>> Begin
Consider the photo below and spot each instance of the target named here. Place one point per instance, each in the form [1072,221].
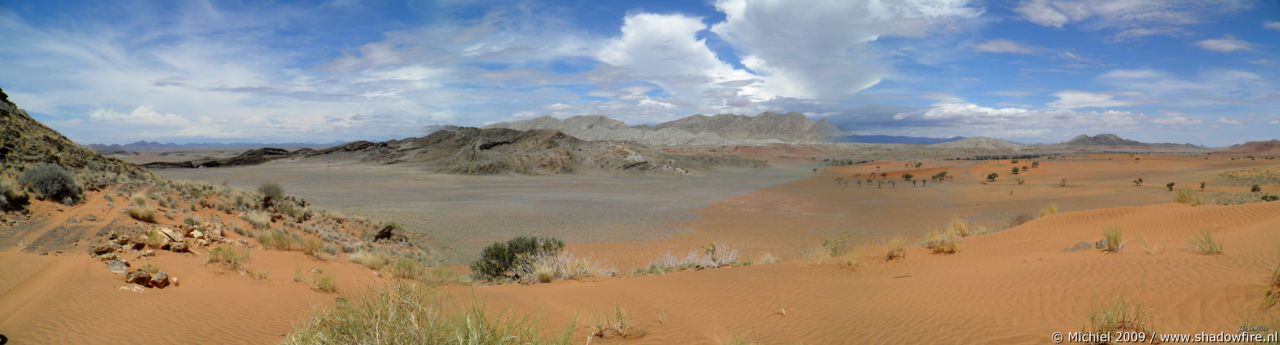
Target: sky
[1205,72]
>> End
>> Begin
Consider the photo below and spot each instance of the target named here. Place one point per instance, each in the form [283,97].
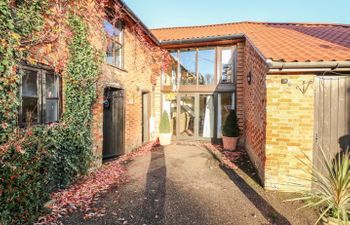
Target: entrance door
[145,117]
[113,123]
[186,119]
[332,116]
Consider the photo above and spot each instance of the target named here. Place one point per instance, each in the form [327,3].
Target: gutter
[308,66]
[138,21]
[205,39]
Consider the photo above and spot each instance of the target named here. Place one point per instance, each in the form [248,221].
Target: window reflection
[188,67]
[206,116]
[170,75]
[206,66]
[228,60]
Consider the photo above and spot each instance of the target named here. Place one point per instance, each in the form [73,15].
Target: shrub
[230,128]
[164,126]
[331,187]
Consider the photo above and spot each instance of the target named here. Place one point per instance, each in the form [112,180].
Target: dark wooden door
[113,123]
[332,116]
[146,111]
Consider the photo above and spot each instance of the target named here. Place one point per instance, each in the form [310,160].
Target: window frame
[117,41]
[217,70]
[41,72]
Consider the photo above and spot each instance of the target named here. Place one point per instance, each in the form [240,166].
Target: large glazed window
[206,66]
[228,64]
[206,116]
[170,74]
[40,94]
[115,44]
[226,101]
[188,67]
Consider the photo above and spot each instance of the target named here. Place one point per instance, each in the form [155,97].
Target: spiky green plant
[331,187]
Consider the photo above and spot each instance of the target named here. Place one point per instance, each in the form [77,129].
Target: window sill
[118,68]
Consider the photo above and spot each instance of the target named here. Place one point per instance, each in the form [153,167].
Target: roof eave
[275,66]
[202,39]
>> End
>> Begin
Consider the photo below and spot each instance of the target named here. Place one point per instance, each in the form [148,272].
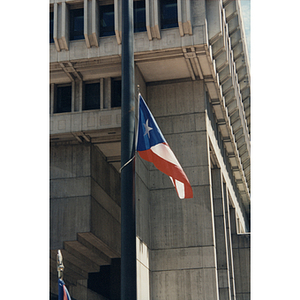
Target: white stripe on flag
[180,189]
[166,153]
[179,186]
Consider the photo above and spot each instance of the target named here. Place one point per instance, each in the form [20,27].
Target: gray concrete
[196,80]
>> End
[Task brief] Pick out and copy every line above that contains the word "window".

[Answer to the exercise]
Target: window reflection
Target: window frame
Target: large glazed window
Target: window sill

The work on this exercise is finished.